By way of one example, at an insurance company where we interviewed, the board had created its own risk committee in the wake of the 2008–09 financial crisis. The board's audit committee continued to focus on controls and compliance while the new risk committee sought to appraise the company's hazards more comprehensively. Providing for the latter can be a management challenge, as some 100 people in this company were now directly involved in appraising the firm's risks and preparing for their downsides. Company executives convened monthly on risk management and worked to keep the board informed, but they also sought to ensure that their directors did not become bogged down in detail.

Other variants emerged as companies grappled in a host of ways to more actively orchestrate risk oversight at the board level. A bank-holding company, for example, created a combined executive and risk committee with a charter of overseeing all hazards for the enterprise. To guide the committee's work, the board specified the bank's appetite and tolerance for risk, setting forward the firm's strategic thrusts and the level of risk it was willing to incur in each. The committee's mandate was to track the company's actual risk profile against the directors' stated goals and limits.

Many companies reported that their board's audit or risk committee included directors who had a better grasp of the risk-related issues facing their industry. This was especially evident in financial services where risk issues can be particularly thorny. In a third of the companies we studied, their chief risk officer reported to the board through such committees rather than directly to the full board. That made for more technically informed deliberation but had the effect of reducing the visibility of risk to the board as a whole.

Directors also give more attention to their committee norms for vetting risks, as one board member told us: “All directors are responsible for risk oversight,” and “we have to make sure that the full board is comfortable with where the audit committee has been delegated specific oversight responsibilities.”

By way of illustration of the power of the audit committee to grapple with company risk, consider an agricultural products company where the committee had asked for regular data on the firm's supply and trading risks that could disrupt its ability to move large agricultural stocks from one nation to another. The audit committee learned that 40 percent of the world's cocoa was grown in one country at a time when its president had refused to step down following an electoral defeat. Europe had imposed an embargo on trade with the country, and the company's audit committee deliberated whether its operations in that country should be shuttered, and if so, how its several hundred employees would be supported or even evacuated. The committee also asked if the company should purchase political-risk insurance against the possibility of closing this and other threatened facilities, and more generally if the company should simply avoid politically volatile countries altogether. Informed by an exchange with the audit committee, company executives finally opted to close its operation in the embargoed country.

THINGS TO DO:
**1.** Decide whether each statement agrees with the article on board risk oversight, answering yes or no and quoting the deciding words from it: (a) In a third of the companies studied, the chief risk officer reported directly to the full board. (b) The insurance company's board set up its own risk committee after the 2008–09 financial crisis. (c) Executives at the agricultural products company chose to close the operation in the embargoed country.
**2.** Extract the part of the article on board risk oversight between "Other variants emerged" and "goals and limits.", inclusive.
**3.** Write what comes next in the article on board risk oversight, picking up after its final sentence.

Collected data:

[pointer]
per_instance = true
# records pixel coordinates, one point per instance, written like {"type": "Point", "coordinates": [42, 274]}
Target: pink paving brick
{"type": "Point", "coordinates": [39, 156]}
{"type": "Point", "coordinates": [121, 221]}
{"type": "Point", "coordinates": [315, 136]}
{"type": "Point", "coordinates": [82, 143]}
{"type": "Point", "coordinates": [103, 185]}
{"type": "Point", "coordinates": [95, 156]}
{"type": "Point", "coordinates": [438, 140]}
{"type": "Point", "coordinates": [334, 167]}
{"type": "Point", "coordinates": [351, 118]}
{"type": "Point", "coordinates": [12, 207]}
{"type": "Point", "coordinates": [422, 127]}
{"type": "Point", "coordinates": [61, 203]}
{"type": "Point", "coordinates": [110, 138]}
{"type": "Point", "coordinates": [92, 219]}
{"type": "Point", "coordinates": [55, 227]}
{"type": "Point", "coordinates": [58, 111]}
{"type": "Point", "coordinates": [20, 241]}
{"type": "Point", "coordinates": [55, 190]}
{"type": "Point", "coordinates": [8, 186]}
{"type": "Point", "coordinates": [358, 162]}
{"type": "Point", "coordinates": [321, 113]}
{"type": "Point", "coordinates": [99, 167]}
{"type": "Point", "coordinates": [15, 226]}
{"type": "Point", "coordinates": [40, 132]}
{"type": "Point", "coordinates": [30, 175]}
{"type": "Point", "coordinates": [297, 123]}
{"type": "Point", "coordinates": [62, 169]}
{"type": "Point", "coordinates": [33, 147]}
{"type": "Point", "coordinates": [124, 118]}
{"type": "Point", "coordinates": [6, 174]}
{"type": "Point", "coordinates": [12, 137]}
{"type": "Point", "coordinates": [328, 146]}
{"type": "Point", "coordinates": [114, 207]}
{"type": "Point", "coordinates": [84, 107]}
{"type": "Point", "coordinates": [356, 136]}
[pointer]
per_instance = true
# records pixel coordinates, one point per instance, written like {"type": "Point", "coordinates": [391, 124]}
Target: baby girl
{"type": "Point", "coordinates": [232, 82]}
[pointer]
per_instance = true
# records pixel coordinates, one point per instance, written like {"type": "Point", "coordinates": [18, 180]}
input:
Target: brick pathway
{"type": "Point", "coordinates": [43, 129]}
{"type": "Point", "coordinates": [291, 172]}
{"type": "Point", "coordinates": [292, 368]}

RESPONSES IN ORDER:
**1.**
(a) No: "In a third of the companies we studied, their chief risk officer reported to the board through such committees rather than directly to the full board."
(b) Yes: "the board had created its own risk committee in the wake of the 2008–09 financial crisis"
(c) Yes: "company executives finally opted to close its operation in the embargoed country"

**2.**
Other variants emerged as companies grappled in a host of ways to more actively orchestrate risk oversight at the board level. A bank-holding company, for example, created a combined executive and risk committee with a charter of overseeing all hazards for the enterprise. To guide the committee's work, the board specified the bank's appetite and tolerance for risk, setting forward the firm's strategic thrusts and the level of risk it was willing to incur in each. The committee's mandate was to track the company's actual risk profile against the directors' stated goals and limits.

**3.**
Because of the heightening external risks and rising internal concerns about their company impact, some firms have elevated oversight up to the board. The audit committee at a chemical company, for instance, asked that appraisal of the firm's risks be moved from the committee to the full board, as the chair of the committee explained: “All directors are responsible for risk oversight; audit is responsible for the process, but really, all directors are responsible for the oversight.” When the company considered a major acquisition, for example, all directors wrestled with the integration risks before sanctioning the purchase.

Among the hundred companies where we interviewed, senior risk managers now reported to their board about company hazards at least twice a year. In doing so, they worked up through one of several channels, with two-fifths connecting via the board's audit committee, a fifth by a risk committee, and two fifths through a finance committee, executive committee, or other conduit.15

However the board's risk oversight is structured, the general principle is for directors to embrace more active responsibility for it. One company director, serving on nine boards, offered the prescriptive point shared by many: “I am an advocate for the entire board handling the risk matters because the entire board is held accountable.” Depth understanding in the sometimes arcane issues of risk management, however, can still be limited in the boardroom, as a risk manager of a major financial institution cautioned: “We have to be very effective communicating the right subject for the right decision,” she said, warning that some of the board members were simply not competent, at least in the eyes of the regulators, to understand the bank's hazards.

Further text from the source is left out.